WHAT IS BEING ASKED: Omit the pictures. Print each entry below exactly.

[[ SUPPLIED DATA open ]]

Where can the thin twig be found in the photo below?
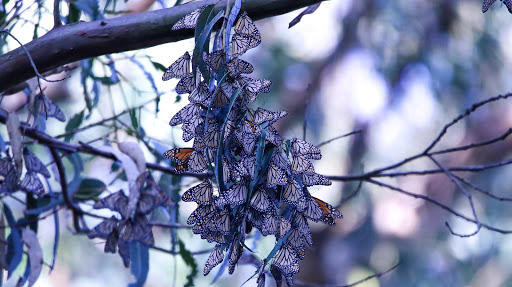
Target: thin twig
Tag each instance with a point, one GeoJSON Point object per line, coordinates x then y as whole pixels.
{"type": "Point", "coordinates": [467, 194]}
{"type": "Point", "coordinates": [468, 111]}
{"type": "Point", "coordinates": [376, 275]}
{"type": "Point", "coordinates": [474, 187]}
{"type": "Point", "coordinates": [435, 202]}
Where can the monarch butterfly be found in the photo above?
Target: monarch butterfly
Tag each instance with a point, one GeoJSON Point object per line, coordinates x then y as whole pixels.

[[ SUPPLIED DATA closed ]]

EXERCISE ANSWER:
Where can the thin twig be found in the photo below?
Target: thin twig
Tag each instance with a point, one GeoJSON Point object per line, coordinates x then y as whole pixels.
{"type": "Point", "coordinates": [467, 194]}
{"type": "Point", "coordinates": [468, 111]}
{"type": "Point", "coordinates": [376, 275]}
{"type": "Point", "coordinates": [474, 187]}
{"type": "Point", "coordinates": [435, 202]}
Where can the monarch butterfly be found in the photo above?
Target: monarch butterfly
Tag each instance with a point, one GeoJSON Point object per line, coordinates x then y as whole pixels.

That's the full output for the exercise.